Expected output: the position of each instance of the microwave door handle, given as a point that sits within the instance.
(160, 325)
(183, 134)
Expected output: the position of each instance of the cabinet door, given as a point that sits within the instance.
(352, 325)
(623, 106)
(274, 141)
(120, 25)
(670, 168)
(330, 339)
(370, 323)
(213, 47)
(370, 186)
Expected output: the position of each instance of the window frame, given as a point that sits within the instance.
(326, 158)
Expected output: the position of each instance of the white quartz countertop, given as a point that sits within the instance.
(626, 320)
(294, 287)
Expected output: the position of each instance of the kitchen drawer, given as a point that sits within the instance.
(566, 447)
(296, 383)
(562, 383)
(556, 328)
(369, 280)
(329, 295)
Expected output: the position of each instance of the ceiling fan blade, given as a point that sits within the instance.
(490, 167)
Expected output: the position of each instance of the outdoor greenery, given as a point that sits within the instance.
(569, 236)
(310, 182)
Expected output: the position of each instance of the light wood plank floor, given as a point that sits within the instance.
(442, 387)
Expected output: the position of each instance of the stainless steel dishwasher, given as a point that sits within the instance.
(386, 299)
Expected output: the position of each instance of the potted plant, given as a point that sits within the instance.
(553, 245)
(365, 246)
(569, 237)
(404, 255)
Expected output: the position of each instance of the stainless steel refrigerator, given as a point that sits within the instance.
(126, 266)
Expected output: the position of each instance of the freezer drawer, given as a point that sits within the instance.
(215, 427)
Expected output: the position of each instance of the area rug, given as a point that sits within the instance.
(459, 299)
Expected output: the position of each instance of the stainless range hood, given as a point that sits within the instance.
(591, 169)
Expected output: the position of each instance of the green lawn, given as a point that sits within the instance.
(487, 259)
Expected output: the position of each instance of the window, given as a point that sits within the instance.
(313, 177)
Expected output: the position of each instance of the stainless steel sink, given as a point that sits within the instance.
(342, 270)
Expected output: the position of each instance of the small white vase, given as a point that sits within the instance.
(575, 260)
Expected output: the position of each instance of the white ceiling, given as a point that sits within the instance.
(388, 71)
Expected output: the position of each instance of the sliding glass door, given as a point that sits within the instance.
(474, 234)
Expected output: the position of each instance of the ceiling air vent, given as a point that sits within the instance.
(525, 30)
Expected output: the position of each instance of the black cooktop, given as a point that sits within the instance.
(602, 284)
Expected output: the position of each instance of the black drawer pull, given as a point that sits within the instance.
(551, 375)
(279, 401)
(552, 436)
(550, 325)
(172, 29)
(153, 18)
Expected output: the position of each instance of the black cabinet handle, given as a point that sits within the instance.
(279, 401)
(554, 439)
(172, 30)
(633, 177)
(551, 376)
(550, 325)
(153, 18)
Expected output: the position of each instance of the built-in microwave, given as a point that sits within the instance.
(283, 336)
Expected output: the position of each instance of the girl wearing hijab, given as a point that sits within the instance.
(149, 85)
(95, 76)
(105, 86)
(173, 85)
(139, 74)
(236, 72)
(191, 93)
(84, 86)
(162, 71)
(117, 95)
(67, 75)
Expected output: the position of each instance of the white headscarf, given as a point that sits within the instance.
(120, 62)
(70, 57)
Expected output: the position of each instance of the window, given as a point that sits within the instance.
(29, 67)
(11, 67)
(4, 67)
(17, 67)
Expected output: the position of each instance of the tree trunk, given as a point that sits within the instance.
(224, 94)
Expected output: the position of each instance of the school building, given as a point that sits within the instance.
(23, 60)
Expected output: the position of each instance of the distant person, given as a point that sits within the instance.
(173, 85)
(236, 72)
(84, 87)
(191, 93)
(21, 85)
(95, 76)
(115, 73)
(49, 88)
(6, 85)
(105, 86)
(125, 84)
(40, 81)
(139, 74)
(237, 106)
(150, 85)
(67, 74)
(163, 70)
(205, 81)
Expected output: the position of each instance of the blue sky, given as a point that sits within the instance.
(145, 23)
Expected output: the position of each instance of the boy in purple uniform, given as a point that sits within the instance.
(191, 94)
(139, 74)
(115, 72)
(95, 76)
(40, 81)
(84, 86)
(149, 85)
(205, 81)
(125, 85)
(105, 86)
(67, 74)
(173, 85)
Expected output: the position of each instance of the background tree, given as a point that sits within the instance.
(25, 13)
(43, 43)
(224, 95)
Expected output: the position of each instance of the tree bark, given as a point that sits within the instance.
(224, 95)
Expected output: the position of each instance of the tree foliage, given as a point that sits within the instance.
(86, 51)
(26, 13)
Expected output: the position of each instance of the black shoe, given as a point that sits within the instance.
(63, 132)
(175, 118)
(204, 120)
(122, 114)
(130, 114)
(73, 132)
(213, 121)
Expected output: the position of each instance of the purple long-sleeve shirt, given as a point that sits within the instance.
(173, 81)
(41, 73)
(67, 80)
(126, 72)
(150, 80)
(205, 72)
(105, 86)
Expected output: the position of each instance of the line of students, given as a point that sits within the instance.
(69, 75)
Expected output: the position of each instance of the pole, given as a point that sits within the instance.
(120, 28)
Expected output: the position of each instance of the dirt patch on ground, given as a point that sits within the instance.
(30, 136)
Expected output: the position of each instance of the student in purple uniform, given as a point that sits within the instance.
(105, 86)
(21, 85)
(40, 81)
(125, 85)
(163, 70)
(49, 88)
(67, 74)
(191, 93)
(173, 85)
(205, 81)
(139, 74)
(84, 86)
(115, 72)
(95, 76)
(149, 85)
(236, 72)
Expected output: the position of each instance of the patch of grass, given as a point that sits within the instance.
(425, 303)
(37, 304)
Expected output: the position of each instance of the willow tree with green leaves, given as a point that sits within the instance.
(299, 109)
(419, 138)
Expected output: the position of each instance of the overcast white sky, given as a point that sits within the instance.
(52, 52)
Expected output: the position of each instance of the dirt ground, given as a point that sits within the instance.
..........
- **Your instructions**
Copy the material word for word, starting at the line that contains "Expected output: the position of each instance of the willow" and ending at the last line of the material.

- **Result below**
Expected output: the position of each instance of the willow tree with green leaves, given as a point that sits within the instance.
(299, 109)
(419, 138)
Expected output: the position of each instance of the overcast white sky, given as a point that sits within the instance.
(52, 52)
Expected output: the position of each instance of the dirt ground, given as a point that sits within the instance.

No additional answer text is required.